Dataset records
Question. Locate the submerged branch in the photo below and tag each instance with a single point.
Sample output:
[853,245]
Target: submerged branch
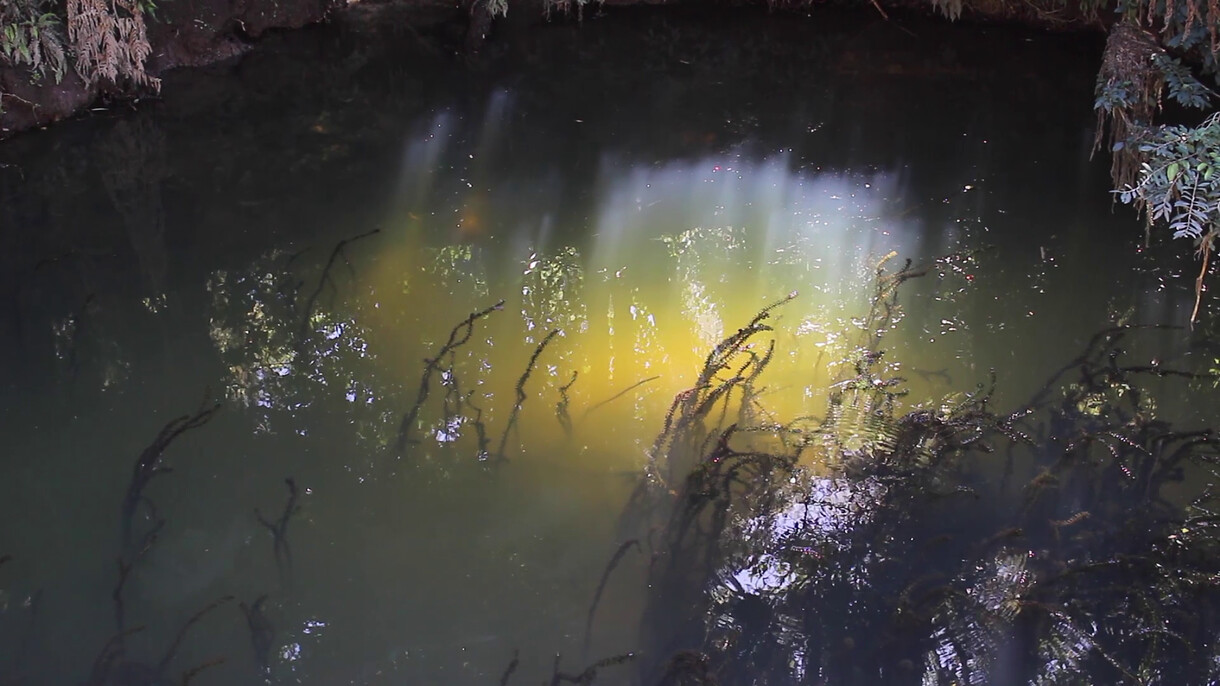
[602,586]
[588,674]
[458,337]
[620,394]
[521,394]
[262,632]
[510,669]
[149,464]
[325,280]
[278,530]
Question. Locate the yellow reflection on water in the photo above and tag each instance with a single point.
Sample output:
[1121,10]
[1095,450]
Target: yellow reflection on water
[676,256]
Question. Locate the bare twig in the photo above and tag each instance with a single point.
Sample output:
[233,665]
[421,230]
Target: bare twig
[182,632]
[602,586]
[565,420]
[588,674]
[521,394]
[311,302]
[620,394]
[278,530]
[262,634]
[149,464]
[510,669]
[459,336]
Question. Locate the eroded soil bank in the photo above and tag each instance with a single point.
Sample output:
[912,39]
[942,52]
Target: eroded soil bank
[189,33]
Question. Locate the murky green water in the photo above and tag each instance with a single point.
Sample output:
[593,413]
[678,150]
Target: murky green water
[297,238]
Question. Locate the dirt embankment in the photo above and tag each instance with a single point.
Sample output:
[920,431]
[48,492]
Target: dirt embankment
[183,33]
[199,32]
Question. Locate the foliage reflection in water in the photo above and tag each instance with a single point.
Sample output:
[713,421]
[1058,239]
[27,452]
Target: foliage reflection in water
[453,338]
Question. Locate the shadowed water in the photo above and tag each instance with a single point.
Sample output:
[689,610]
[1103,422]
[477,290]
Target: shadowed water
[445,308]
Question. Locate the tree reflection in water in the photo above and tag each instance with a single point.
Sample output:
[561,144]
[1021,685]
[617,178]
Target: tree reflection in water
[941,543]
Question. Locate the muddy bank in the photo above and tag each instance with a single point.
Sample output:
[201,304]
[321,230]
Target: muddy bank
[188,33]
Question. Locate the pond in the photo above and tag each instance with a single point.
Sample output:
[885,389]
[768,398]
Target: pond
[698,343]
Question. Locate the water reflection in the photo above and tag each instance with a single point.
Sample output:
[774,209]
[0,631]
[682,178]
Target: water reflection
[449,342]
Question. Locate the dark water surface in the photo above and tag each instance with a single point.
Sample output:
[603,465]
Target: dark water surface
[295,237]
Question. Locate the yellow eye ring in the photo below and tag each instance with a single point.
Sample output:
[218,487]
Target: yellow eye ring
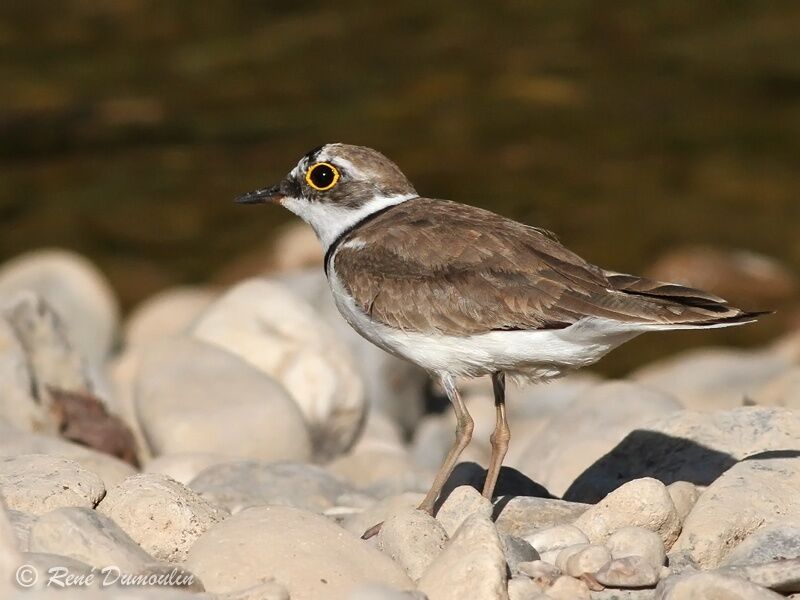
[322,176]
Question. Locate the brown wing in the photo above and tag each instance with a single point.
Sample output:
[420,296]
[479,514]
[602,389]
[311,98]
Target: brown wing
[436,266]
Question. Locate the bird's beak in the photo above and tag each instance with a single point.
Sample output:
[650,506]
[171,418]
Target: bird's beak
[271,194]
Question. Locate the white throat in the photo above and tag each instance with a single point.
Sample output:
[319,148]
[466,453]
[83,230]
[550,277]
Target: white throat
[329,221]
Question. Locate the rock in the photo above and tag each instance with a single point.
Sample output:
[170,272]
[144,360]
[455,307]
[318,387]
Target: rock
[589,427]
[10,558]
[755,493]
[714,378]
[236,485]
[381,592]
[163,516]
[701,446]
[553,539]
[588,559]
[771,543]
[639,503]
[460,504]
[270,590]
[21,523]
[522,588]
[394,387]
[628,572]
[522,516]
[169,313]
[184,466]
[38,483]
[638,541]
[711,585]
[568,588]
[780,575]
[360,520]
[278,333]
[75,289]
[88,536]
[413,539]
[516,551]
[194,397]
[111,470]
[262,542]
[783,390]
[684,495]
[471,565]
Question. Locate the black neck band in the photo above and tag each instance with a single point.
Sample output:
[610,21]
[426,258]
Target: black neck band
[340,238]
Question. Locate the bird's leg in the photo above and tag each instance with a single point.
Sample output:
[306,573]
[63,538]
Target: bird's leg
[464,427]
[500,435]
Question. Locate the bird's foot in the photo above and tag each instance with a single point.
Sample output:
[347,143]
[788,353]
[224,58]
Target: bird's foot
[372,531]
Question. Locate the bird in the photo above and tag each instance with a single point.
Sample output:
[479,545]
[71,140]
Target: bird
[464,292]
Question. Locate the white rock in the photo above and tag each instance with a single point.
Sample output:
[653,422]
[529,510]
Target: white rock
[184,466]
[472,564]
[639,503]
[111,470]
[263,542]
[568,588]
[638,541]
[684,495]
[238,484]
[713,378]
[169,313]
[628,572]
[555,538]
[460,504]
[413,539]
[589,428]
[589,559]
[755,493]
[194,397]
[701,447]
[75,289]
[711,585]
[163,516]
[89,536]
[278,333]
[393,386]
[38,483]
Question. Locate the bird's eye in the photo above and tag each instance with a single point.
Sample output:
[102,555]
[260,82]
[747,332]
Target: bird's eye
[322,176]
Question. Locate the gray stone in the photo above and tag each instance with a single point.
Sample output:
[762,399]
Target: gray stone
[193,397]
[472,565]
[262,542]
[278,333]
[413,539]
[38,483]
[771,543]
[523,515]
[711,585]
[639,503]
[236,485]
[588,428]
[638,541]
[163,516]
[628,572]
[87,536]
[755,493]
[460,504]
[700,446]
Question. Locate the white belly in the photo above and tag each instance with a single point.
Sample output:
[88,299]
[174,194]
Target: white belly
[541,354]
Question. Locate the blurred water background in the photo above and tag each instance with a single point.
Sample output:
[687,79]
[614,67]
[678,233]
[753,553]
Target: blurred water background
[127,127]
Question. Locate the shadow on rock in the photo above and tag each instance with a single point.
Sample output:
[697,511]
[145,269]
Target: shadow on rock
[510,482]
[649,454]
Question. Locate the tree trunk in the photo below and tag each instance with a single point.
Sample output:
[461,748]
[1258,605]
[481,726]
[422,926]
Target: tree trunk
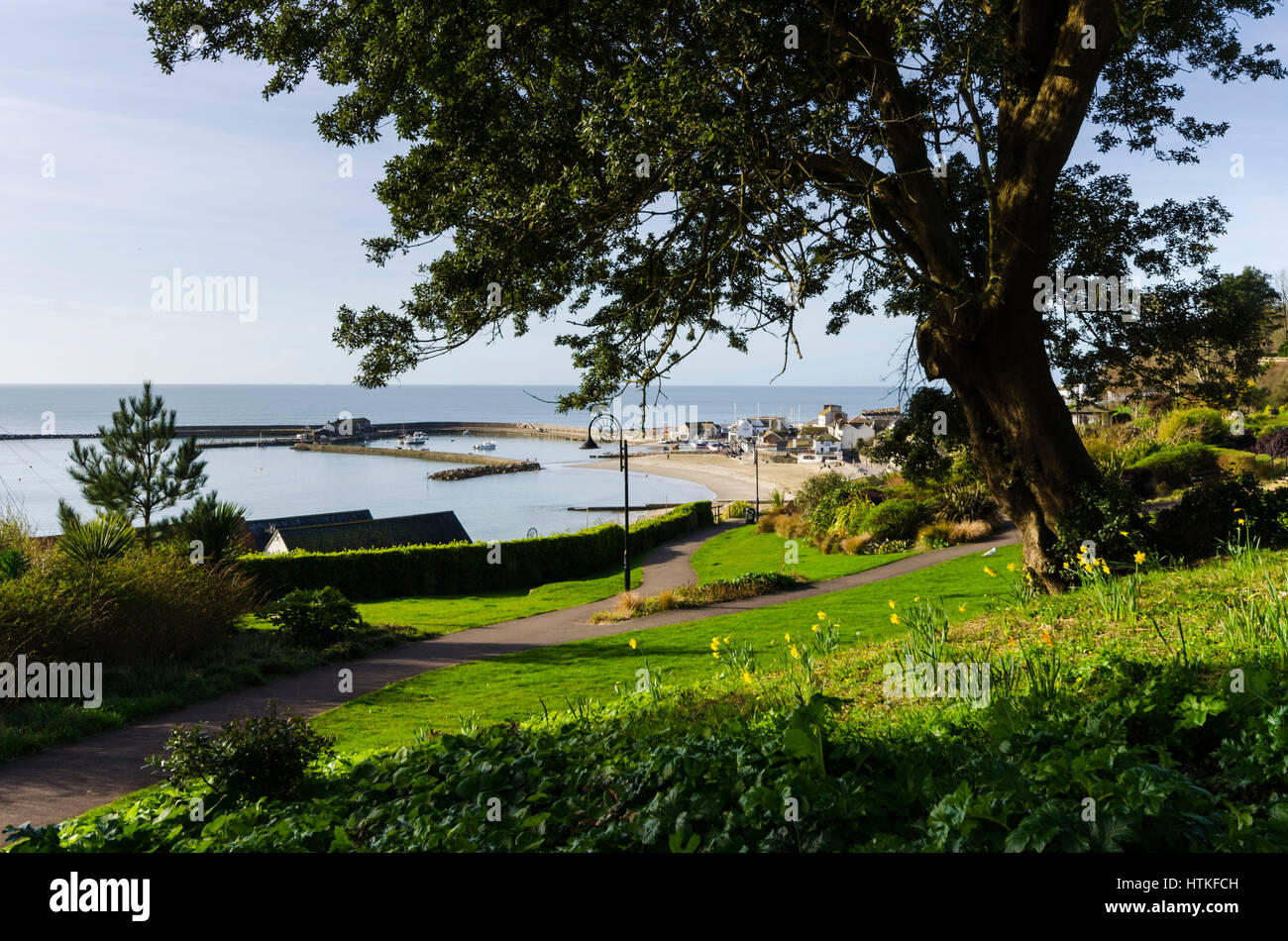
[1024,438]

# [Assignment]
Tell me how many lines in the entries contain the string "below", and give nothing besides that number.

# [Response to this task]
3